═══ Provided text

Let's be clear here, just in case someone is finding this from a search engine: there are no parent selectors in CSS, not even in CSS3. It is an interesting topic to talk about though, and some fresh talk has surfaced.

Back in 2008, Shaun Inman suggested the syntax:

a < img { border: none; }

[Corrected the following sentence]: In this example, it would select a tags but only if they contained an img tag. (Aside: this would be a weird departure from the typical syntax where the actual elements being selected are on the right, this would be on the left).

Definitely read through the comments on that post, it is a super interesting thread, and contains some pretty signifiant reasons parent selectors don't exist yet. David Hyatt, a developer on the front-lines of implementing these kinds of things in WebKit, comments that:

With parent selectors it becomes extremely easy to accidentally cause a document-wide grovel. People can and will misuse this selector. Supporting it is giving people a whole lot of rope to hang themselves with.

══════
═══ Extracted records

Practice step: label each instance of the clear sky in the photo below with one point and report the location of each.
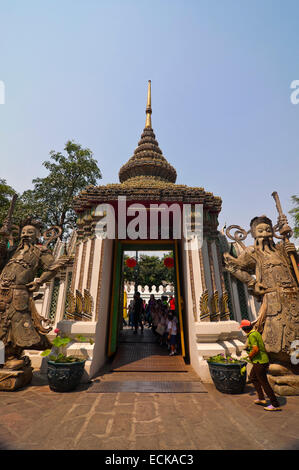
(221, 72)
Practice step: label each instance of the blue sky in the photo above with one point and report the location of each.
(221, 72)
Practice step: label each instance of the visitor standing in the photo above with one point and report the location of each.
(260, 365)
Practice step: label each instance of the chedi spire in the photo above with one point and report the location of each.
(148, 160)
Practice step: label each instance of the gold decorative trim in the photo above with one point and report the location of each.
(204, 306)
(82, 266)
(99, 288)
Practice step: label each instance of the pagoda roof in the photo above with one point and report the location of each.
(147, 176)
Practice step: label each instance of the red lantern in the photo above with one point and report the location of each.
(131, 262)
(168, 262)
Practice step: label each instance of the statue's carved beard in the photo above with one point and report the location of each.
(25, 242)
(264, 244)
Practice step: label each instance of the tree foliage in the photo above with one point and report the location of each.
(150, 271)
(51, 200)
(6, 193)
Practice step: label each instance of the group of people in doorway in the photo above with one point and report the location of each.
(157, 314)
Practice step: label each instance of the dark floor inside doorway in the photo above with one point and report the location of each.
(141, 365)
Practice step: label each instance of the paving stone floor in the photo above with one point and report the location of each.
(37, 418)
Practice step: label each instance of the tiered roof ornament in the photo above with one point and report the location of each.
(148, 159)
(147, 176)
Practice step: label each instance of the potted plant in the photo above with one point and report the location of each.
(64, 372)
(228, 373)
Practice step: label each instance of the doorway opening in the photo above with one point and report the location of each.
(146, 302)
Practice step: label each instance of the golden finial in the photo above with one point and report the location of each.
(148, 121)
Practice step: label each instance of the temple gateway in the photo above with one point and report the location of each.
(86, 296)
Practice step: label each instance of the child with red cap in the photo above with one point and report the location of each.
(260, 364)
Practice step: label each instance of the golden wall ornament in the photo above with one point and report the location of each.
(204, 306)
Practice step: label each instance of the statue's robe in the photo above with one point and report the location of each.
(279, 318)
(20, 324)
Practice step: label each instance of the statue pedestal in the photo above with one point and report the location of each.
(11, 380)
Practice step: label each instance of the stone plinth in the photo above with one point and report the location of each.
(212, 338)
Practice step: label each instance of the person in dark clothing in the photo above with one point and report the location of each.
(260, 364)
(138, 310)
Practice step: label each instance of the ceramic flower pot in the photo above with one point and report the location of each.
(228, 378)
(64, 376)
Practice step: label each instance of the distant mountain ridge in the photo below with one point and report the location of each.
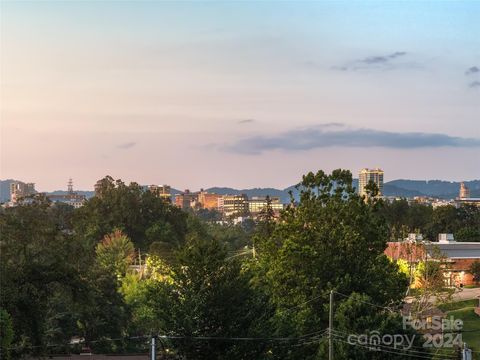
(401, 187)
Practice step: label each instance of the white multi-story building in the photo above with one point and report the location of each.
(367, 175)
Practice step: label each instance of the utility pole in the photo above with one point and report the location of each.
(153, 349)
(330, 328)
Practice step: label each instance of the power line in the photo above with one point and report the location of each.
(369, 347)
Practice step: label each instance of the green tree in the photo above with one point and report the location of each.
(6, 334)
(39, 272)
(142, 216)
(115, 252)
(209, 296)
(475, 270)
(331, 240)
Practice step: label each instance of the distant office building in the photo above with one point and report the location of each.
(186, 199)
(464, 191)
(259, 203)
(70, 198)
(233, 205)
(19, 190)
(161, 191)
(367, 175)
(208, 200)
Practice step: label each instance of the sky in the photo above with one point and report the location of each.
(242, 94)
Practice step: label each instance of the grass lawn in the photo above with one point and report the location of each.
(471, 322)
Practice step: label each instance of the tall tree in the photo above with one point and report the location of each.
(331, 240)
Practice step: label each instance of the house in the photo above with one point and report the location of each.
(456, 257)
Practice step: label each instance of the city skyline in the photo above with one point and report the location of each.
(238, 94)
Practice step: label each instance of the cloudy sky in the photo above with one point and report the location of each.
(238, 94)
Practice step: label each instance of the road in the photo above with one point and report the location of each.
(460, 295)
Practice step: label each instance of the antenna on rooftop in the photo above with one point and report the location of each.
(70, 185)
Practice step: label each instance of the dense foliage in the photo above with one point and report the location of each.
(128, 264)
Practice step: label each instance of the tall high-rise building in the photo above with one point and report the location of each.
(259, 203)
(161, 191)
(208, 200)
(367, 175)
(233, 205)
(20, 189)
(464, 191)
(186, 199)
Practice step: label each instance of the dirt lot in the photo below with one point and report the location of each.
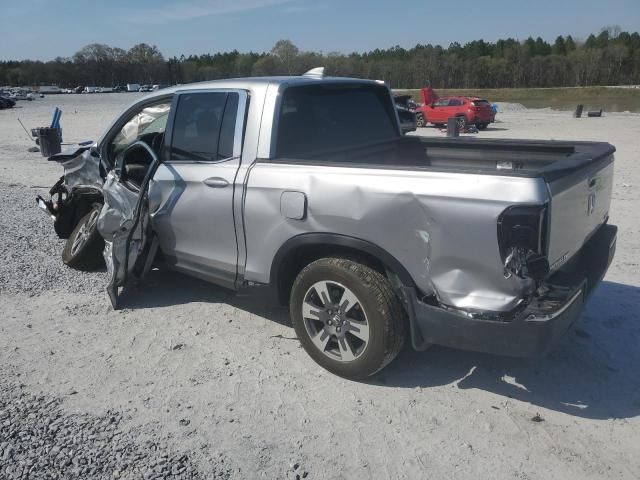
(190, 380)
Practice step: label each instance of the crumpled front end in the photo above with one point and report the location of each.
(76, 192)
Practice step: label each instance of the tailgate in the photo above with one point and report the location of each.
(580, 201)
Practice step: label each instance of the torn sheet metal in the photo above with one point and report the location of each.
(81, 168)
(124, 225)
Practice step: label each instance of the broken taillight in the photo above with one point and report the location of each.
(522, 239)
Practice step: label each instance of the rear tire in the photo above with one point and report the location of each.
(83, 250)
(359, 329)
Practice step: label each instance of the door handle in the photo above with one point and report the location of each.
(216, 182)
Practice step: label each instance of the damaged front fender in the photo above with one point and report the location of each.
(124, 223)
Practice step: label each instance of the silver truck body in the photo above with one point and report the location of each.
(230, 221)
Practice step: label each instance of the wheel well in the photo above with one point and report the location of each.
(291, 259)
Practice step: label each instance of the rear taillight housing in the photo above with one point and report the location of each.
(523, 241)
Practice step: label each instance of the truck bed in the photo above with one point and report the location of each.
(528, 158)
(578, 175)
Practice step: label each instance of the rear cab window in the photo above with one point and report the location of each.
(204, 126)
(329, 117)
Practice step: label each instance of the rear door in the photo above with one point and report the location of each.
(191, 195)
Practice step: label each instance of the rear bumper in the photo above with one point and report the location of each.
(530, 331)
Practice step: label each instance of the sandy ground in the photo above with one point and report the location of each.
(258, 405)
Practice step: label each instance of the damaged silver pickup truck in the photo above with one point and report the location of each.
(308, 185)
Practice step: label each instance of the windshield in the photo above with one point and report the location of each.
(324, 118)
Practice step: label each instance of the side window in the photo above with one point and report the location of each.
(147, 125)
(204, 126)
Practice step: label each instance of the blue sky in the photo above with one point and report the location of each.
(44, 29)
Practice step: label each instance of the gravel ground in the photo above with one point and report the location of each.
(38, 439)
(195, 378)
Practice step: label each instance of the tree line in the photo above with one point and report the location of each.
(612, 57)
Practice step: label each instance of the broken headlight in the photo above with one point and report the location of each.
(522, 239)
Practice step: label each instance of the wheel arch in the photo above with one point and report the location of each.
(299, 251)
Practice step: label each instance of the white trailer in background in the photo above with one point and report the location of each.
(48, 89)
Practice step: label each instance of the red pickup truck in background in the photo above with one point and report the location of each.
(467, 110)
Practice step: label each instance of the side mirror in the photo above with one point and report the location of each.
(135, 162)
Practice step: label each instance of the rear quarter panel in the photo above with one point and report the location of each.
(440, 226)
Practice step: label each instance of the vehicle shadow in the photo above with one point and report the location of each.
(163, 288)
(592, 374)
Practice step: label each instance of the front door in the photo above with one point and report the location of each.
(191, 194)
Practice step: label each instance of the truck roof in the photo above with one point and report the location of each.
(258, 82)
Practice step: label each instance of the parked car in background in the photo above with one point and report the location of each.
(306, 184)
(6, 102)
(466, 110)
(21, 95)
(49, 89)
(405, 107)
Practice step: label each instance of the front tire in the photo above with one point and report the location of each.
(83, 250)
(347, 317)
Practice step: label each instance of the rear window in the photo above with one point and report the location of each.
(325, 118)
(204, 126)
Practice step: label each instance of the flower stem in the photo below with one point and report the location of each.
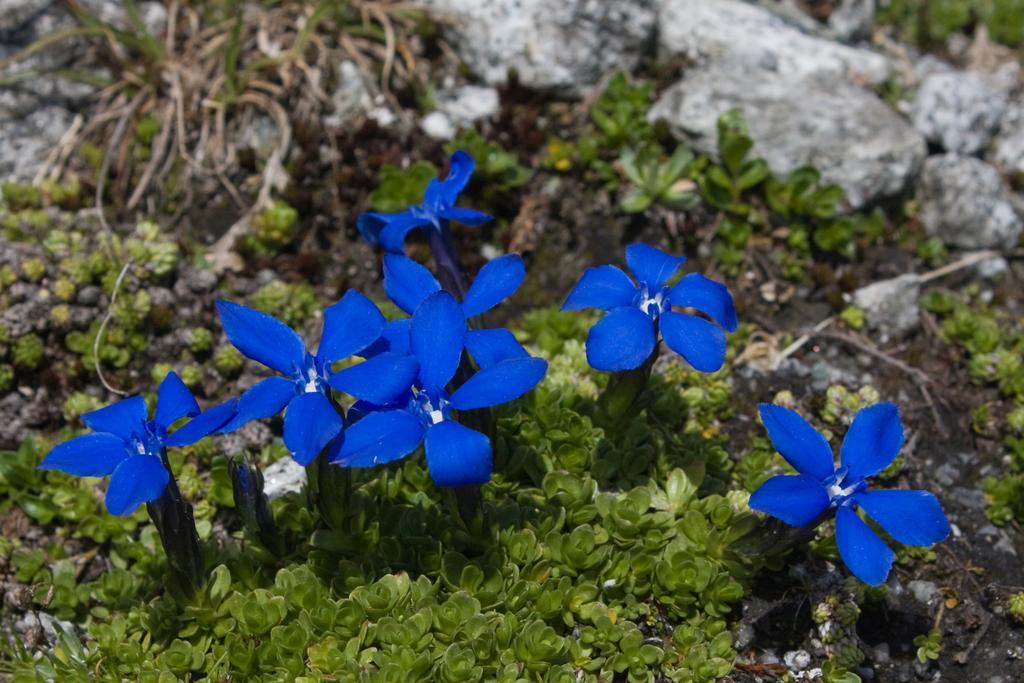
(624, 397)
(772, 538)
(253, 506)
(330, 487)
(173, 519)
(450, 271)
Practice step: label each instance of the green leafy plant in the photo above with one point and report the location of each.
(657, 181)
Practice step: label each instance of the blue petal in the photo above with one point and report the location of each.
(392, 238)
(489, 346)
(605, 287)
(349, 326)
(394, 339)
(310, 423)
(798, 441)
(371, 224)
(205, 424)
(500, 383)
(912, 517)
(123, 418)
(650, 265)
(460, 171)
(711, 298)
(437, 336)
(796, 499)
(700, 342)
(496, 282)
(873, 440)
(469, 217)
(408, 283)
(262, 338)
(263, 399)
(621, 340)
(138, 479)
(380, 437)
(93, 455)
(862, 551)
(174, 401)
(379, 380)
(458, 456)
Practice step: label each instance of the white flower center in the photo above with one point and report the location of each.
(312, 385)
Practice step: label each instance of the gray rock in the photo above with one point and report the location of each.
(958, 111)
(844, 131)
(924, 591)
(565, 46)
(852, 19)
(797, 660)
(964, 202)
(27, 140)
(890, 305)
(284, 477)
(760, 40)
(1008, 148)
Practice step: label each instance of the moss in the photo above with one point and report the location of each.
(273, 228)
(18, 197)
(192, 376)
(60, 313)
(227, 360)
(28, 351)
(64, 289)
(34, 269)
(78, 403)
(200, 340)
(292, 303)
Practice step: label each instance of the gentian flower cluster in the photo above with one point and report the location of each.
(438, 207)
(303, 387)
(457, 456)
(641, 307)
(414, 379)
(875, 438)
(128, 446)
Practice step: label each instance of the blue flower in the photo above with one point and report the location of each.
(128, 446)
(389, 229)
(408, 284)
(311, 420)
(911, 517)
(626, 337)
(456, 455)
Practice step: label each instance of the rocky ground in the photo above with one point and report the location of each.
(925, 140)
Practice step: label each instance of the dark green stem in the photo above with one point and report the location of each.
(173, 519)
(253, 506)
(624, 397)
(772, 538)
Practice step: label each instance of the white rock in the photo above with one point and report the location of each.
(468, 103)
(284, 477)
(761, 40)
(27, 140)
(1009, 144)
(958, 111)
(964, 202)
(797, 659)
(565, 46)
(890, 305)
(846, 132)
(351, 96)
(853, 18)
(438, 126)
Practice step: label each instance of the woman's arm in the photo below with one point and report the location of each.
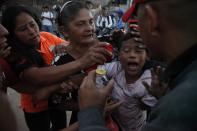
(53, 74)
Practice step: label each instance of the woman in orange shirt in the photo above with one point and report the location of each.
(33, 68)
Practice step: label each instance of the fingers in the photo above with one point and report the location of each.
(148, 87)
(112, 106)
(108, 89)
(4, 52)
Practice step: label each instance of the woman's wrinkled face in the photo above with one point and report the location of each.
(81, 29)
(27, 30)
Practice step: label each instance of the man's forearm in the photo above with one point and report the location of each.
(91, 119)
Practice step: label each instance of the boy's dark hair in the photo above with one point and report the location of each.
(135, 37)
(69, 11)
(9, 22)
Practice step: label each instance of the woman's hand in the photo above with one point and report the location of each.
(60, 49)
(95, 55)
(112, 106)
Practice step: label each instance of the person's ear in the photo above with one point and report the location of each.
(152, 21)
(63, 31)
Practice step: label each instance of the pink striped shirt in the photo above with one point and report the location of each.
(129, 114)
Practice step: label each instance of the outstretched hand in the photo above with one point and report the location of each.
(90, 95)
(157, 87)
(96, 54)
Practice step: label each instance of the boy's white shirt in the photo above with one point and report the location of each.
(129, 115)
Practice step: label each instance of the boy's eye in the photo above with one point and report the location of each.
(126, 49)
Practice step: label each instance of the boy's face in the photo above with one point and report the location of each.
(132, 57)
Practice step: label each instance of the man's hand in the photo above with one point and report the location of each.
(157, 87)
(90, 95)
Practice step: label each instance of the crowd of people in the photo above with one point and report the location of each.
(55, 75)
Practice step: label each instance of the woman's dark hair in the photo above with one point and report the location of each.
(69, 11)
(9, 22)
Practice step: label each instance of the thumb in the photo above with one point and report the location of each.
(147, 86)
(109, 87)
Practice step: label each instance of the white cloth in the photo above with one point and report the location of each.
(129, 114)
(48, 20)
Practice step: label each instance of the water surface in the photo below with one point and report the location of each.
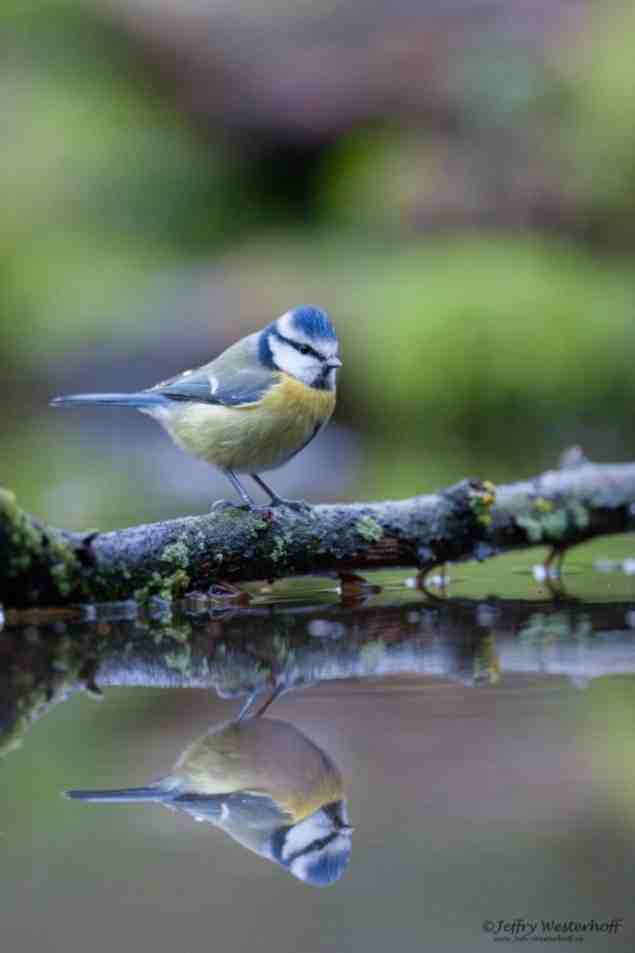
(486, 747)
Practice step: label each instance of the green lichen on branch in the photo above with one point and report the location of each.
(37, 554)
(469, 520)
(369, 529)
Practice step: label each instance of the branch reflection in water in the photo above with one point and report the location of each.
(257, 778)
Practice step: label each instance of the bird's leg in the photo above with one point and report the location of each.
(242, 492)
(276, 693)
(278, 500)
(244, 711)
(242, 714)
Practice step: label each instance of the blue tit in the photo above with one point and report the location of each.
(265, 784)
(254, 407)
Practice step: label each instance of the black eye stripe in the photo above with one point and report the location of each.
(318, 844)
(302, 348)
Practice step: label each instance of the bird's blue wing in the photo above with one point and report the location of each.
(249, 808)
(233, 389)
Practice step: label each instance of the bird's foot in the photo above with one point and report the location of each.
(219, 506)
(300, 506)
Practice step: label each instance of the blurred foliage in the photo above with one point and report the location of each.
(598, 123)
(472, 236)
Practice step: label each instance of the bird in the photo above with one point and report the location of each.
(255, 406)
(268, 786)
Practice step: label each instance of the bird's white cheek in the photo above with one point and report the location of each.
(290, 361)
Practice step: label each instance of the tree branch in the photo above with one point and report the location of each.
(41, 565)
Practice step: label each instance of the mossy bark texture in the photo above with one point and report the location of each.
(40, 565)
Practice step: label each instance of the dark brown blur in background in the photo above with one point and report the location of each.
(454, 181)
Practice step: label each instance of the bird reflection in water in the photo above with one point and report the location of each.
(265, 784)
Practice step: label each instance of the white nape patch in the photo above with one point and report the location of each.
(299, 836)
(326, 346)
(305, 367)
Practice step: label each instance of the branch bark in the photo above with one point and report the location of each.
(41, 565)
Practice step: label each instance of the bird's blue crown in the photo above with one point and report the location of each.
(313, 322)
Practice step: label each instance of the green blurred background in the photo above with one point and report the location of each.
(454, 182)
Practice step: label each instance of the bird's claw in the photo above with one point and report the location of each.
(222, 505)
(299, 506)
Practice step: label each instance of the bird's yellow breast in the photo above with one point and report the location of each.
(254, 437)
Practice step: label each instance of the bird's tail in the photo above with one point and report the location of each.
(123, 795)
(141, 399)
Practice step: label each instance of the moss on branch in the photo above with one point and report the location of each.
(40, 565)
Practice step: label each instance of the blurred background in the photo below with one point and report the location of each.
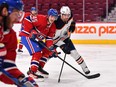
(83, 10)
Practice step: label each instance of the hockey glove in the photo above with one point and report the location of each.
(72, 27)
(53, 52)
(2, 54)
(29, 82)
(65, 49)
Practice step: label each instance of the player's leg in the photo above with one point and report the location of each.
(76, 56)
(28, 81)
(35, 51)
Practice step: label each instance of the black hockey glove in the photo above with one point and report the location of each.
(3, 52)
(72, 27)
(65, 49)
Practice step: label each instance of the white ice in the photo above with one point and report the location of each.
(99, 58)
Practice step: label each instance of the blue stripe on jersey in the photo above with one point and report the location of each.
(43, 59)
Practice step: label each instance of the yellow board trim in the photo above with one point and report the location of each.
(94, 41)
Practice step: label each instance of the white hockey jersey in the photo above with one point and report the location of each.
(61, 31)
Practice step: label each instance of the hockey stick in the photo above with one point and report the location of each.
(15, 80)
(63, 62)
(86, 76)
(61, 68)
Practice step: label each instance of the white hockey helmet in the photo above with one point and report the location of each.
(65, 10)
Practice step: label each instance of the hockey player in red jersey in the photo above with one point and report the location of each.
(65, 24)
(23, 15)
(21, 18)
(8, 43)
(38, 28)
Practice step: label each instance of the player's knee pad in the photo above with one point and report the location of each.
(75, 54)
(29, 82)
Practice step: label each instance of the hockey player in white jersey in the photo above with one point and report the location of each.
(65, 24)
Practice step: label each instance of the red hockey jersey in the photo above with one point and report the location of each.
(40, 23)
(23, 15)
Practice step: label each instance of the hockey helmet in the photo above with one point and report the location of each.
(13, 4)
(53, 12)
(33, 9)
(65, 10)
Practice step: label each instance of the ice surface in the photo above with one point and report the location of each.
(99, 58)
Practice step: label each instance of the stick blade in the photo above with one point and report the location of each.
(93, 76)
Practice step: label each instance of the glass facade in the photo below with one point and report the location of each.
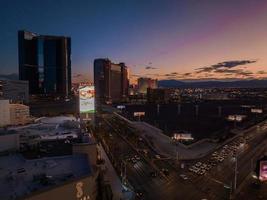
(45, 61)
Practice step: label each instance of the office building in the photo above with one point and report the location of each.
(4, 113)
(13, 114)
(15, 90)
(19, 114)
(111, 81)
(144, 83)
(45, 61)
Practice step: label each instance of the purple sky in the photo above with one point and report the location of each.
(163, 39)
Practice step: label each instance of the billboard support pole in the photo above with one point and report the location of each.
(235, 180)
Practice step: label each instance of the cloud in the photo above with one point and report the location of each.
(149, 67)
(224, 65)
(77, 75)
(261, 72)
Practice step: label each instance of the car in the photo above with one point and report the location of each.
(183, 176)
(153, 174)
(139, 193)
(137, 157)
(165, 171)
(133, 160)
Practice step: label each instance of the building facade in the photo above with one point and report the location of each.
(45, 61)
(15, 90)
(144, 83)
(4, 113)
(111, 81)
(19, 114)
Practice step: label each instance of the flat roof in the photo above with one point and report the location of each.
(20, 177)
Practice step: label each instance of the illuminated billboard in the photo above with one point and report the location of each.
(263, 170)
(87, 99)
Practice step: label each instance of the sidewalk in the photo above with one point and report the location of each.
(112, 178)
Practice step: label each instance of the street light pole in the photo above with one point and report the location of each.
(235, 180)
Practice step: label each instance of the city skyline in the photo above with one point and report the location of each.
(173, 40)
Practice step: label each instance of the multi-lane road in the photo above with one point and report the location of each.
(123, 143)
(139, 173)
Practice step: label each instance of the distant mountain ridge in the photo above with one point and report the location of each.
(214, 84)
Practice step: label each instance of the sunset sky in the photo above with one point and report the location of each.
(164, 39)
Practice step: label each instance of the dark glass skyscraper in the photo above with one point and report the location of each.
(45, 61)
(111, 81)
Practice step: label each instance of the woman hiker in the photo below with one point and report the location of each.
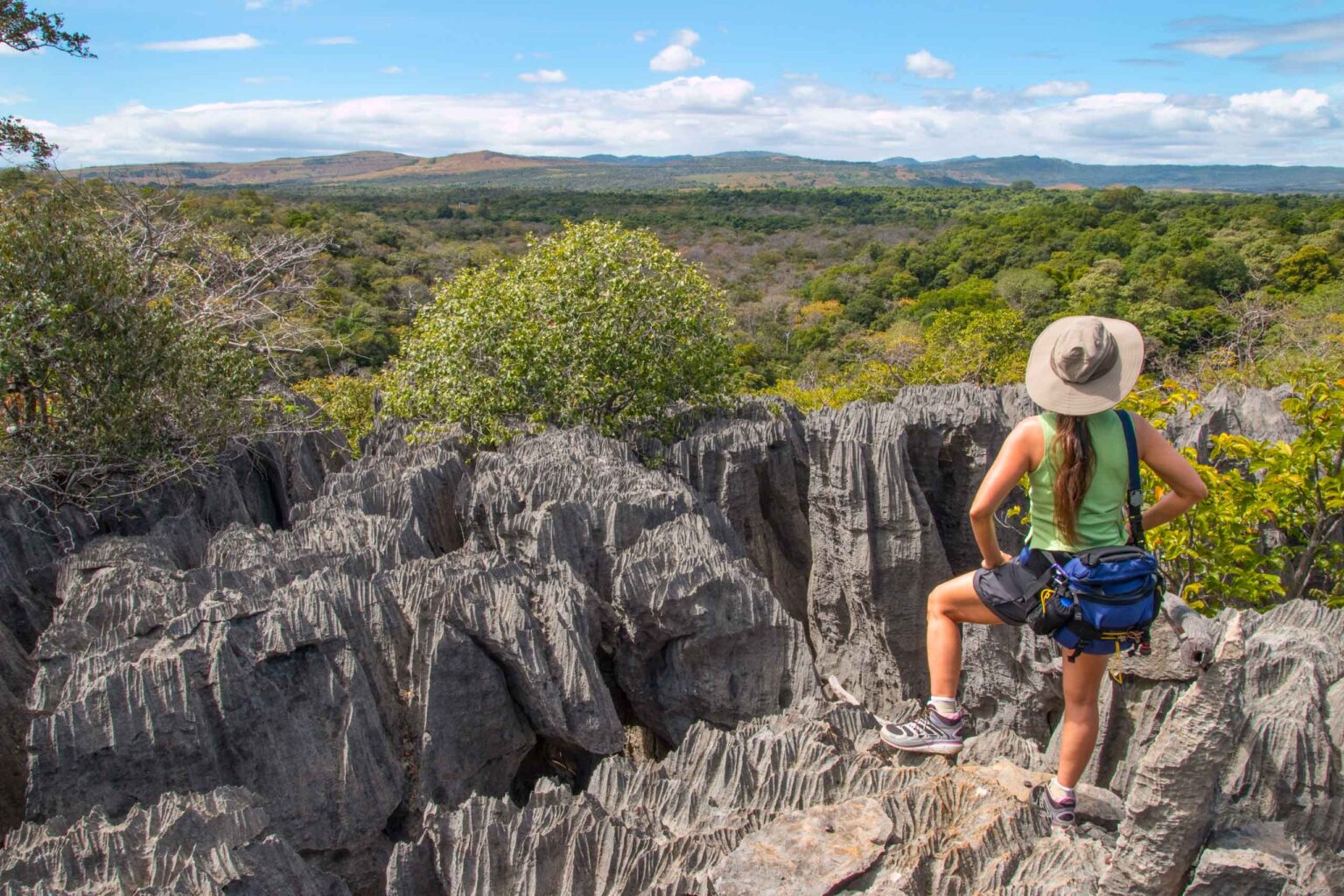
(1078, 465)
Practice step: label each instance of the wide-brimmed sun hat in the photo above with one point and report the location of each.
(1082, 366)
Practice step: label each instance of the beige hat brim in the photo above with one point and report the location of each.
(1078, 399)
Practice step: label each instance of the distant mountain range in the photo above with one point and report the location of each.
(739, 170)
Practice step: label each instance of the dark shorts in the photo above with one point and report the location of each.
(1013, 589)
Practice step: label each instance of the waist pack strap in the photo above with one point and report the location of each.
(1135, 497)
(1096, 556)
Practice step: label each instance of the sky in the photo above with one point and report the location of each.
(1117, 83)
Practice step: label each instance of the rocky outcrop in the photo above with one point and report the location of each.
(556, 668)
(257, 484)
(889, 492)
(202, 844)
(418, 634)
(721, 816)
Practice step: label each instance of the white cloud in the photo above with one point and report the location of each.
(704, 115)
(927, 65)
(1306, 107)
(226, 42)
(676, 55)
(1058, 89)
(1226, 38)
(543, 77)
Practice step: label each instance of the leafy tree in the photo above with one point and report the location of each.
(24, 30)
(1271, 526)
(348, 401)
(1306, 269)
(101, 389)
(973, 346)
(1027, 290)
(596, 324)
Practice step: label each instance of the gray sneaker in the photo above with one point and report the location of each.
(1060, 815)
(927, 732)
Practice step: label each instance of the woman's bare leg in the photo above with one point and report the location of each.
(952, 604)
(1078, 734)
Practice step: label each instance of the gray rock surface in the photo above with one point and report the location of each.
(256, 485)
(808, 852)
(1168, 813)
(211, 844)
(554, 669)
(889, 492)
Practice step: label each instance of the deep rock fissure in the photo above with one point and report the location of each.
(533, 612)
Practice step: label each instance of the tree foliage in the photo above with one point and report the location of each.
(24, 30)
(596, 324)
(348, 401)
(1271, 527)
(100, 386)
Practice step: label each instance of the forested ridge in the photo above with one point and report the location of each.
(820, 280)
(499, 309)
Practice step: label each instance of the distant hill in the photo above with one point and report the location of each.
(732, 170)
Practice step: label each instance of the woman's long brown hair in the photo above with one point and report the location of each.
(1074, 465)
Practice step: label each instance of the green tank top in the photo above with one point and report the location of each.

══════

:: Written instruction 1 ::
Please edit the CSS parent selector text from "With parent selectors" up to and including "hang themselves with.", replacing "rope" with "slack".
:: Written instruction 2 ::
Answer these questions about the CSS parent selector text:
(a) In what year did Shaun Inman suggest his syntax?
(b) In which engine does David Hyatt work on implementing these kinds of things?
(c) Does CSS3 have parent selectors?
:: Written instruction 3 ::
Continue the text on CSS parent selectors from the point where it stops.

:: Written response 1 ::
With parent selectors it becomes extremely easy to accidentally cause a document-wide grovel. People can and will misuse this selector. Supporting it is giving people a whole lot of slack to hang themselves with.

:: Written response 2 ::
(a) 2008
(b) WebKit
(c) No

:: Written response 3 ::
Jonathan Snook resurfaced this topic and gives us lots of great background on how CSS rendering works. We've all heard before that the universal selector is the least efficient CSS selector. Jonathan says if there was a parent selector, that would then easily be the new top dog in inefficient selectors. The argument being that when elements are dynamically added and removed from the page, it may result in the entire document needing to be re-rendered (major memory usage concerns). Jonathan is still optimistic though:

What I've described is not technically impossible. In fact, quite the opposite. It just means that we'd have to deal with the performance implications of using such a feature.

Remy Sharp also gets in on the fun, and suggests this syntax:

a img:parent { background: none; }

The key difference being that the :parent syntax would only evaluate a single element, the parentNode available in the DOM for every element. This would be similar to forcing the :has selector to only evaluate children rather than all descendants.

So far everyone is in agreement:

  • There are huge performance concerns
  • Those concerns can be thought of as tradeoffs we should evaluate, not show-stoppers.
  • Want!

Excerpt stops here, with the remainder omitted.